- _YOUR OBJECTIVE_: Copy the entries below word for word, keeping every line unchanged.

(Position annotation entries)
>>>>
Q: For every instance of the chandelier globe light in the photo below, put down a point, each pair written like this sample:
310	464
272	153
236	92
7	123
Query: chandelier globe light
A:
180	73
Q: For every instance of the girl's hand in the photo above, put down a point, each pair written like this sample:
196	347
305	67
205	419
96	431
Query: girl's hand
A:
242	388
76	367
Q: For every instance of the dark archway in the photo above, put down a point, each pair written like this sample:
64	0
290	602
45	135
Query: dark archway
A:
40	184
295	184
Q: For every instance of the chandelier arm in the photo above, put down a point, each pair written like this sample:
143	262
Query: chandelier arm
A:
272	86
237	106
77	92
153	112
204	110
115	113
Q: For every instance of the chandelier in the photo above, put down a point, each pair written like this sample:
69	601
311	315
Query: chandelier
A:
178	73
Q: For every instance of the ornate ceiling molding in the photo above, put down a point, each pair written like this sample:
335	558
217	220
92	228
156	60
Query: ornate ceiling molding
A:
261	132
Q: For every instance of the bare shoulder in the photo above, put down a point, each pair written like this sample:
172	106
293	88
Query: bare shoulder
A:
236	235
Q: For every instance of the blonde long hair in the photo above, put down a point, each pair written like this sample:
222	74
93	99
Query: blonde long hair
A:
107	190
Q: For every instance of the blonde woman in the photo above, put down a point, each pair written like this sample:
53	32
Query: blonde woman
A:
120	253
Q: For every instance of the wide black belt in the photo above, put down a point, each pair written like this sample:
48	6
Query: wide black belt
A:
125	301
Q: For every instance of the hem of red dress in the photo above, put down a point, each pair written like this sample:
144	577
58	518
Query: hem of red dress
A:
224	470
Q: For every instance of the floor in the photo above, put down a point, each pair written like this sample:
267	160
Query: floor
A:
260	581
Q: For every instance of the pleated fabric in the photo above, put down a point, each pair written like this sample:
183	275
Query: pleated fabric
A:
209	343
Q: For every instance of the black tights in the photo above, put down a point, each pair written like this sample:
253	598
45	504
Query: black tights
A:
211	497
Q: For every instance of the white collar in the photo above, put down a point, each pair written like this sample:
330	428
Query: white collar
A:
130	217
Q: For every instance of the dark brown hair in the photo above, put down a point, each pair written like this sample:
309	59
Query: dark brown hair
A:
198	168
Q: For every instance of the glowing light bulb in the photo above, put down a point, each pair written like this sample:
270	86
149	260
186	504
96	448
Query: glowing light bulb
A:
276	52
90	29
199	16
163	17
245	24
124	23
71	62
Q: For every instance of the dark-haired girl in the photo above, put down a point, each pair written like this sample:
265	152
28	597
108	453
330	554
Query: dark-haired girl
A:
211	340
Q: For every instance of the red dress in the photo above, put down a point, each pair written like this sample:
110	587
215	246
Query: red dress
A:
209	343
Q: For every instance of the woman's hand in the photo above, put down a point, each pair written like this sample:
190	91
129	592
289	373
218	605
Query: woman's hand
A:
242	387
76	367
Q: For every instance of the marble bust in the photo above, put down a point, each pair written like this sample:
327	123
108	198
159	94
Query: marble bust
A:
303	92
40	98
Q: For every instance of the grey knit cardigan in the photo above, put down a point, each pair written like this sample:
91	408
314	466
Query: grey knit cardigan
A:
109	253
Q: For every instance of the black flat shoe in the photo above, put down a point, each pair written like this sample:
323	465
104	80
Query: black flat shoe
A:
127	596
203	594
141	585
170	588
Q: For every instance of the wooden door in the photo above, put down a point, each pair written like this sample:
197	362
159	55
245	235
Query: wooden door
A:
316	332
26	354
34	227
<<<<
- _RESPONSE TO THE TASK_:
Q: For every instance of the chandelier globe light in the photo below, put down a point, each pair written like this sample:
310	464
272	153
236	92
7	123
Query: chandelier globe light
A:
180	73
Q: For every instance of the girl's hand in the photo above, put down a point, each pair written like this sample:
196	347
305	67
205	419
96	431
Query: girl's hand
A:
242	388
76	367
Q: For every instance of the dark archway in the photo above, put down a point, each pair written like this sample:
64	0
290	602
45	135
Query: dark archway
A:
40	184
295	184
Q: For every instance of the chandelier arm in the photo above, put down a point, each pair written like this sample:
143	262
Query: chandelier arm
A:
272	86
237	106
77	92
153	112
204	110
115	113
Q: For every instance of the chandelier in the photo above, put down a point, each pair written like this sample:
69	601
311	315
Query: chandelier
A:
178	73
Q: For every instance of the ornate ceiling molding in the photo above, put down a point, each pair written like this sample:
335	558
217	220
92	228
156	60
Query: ornate ceiling molding
A:
261	132
Q: For every instance of the bare shoulder in the photo above, put down a point, each pair written like this sample:
172	106
293	88
Query: bare shoulder
A:
236	235
Q: For every instance of the blonde long hair in the photo above, put down a point, each pair written like this sample:
222	74
93	99
Query: blonde long hair
A:
107	190
Q: For every instance of the blonde woman in the photo above, put down a point, each pair written like this sample:
53	32
Query: blonde woman
A:
120	253
Q: For every instance of the wide black belt in the photo above, put down a point, each pair written like this sample:
48	6
Query: wide black belt
A:
125	301
Q: For every instance of the hem of red dress in the photo above, put down a point, each pair written like this sample:
144	577
58	518
Query: hem of red dress
A:
224	470
Q: For every instance of the floor in the photo above, put down a point, each pair written like this sample:
267	160
Query: floor
A:
260	581
Q: For every instance of the pleated fabric in the photo above, put down a point, each pair written like this sample:
183	275
Query: pleated fabric
A:
209	343
Q: For every instance of the black tights in the photo above, put down a point, each pair written like this sample:
253	598
45	504
Query: black tights
A:
211	497
Q: For every instance of the white collar in the photo above, put down a point, each pair written like this sample:
330	428
Query: white collar
A:
130	217
Q: For every instance of the dark brown hair in the photo above, put down a point, each pair written like this sample:
309	59
Query: dark brown hair
A:
198	168
Q: For every instance of the glowing light bulb in the photo above, put down a point, each pair written like this sample:
270	86
149	260
186	504
96	448
Query: glowing light bulb
A:
276	52
90	29
199	16
163	17
245	24
124	23
71	62
Q: For every instance of the dark-haired girl in the photo above, put down a point, each pair written like this sample:
265	152
28	597
108	453
330	554
Query: dark-haired girl
A:
211	340
Q: For every instance of the red dress in the photo above, put down a point, each pair written like this sample:
110	587
215	246
Query: red dress
A:
209	343
Q: For every instance of the woman's hand in the photo above, put down a point, each pair written like this sample:
190	91
129	592
289	373
218	605
Query: woman's hand
A:
242	387
76	367
Q: For every instance of the marble bust in the photo above, put down a point, each pair written like this sample:
327	123
108	198
159	94
Query: marble bust
A:
303	92
40	98
Q: For every instance of the grey knit cardigan in the photo above, put down a point, each pair written like this sample:
91	408
314	466
Query: grey knit cardigan
A:
109	253
Q: For every instance of the black flat shoe in the photo above, put down a point, each pair written like this sample:
323	465
104	80
Query: black flat shoe
A:
127	596
203	594
141	585
170	588
Q: For every instance of the wooden door in the photo above, put down a point, each pair written like this sample:
197	362
159	55
245	235
Query: wooden door
A:
316	332
26	354
34	227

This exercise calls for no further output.